Dataset items

BEGIN

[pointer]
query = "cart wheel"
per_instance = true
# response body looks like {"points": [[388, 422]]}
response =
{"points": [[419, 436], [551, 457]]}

END

| Action item |
The records above are to be given again in full, exactly as written.

| Answer to this exercise |
[pointer]
query = "cart wheel"
per_instance = true
# response body looks like {"points": [[388, 422]]}
response =
{"points": [[419, 436], [551, 457]]}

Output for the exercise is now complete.